-- What to produce --
Return the records, each one exactly as written.
** Begin **
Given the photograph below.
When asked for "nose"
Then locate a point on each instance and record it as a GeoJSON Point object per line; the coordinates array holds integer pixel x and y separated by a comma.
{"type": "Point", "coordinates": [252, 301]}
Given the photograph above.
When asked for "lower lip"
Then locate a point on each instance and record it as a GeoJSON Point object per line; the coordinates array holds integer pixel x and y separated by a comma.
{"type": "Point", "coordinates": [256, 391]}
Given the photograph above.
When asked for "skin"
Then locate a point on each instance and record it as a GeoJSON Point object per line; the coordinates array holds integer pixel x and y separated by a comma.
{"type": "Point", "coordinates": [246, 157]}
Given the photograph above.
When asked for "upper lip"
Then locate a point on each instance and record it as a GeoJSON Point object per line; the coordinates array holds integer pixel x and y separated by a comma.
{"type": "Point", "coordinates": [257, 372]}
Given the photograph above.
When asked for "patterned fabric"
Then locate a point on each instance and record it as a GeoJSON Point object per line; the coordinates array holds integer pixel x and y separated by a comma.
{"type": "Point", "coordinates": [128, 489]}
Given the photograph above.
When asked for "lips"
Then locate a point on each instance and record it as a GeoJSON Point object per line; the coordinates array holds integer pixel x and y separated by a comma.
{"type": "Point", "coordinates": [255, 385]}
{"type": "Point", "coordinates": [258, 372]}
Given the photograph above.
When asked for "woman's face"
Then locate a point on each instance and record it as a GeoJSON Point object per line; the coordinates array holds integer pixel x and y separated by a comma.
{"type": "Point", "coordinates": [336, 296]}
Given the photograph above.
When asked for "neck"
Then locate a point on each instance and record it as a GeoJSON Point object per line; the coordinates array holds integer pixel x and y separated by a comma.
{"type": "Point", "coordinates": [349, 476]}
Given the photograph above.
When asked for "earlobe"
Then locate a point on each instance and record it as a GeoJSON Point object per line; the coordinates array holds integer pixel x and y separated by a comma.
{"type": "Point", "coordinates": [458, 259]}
** End **
-- Complete output --
Given the photograph below.
When asked for "nose"
Then locate a point on each instance and record it as a GeoJSON Point object per line; the coordinates array holds integer pixel x and y separated by a comma.
{"type": "Point", "coordinates": [252, 301]}
Given the photograph above.
When asked for "lower lip"
Then locate a point on each instance and record it as a GeoJSON Point object per line; the coordinates array holds integer pixel x and y separated by a comma.
{"type": "Point", "coordinates": [256, 391]}
Given the photograph above.
When asked for "skin"
Then locate a point on each instance and record it as a GeoJSON Point object per line; the coordinates array holds integer pixel x and y separated by a comma.
{"type": "Point", "coordinates": [246, 157]}
Given the photograph above.
When asked for "upper lip"
Then locate a point on each instance and record it as a GeoJSON Point object per line; the coordinates array holds integer pixel x and y separated by a comma.
{"type": "Point", "coordinates": [257, 372]}
Given the photograph above.
When asked for "patterned fabric"
Then locate a point on each instance and record it as a GeoJSON Point object per line; the coordinates array holds integer pixel x and y separated by a comma.
{"type": "Point", "coordinates": [128, 489]}
Given the photograph above.
When asked for "lips"
Then locate a point on each instance and record it as a GeoJSON Point object per line; the coordinates array holds integer pixel x and y separated by a comma.
{"type": "Point", "coordinates": [255, 385]}
{"type": "Point", "coordinates": [258, 372]}
Given the photograph above.
When asked for "woman's face"
Then locate a point on each instance and record it as a GeoJSON Point object per line; the coordinates array holds integer pixel x and y separated by a comma.
{"type": "Point", "coordinates": [336, 296]}
Given the photograph above.
When asked for "neck"
Then locate a point on each instance and record it as a GeoJSON Point object per line; the coordinates array holds integer pixel x and y separated by a comma.
{"type": "Point", "coordinates": [349, 476]}
Given the photograph above.
When asked for "earlobe"
Then locate a point on each instance and record it as a GeoJSON Point object per line; the coordinates array holds integer pixel x and y separated by a comma.
{"type": "Point", "coordinates": [458, 259]}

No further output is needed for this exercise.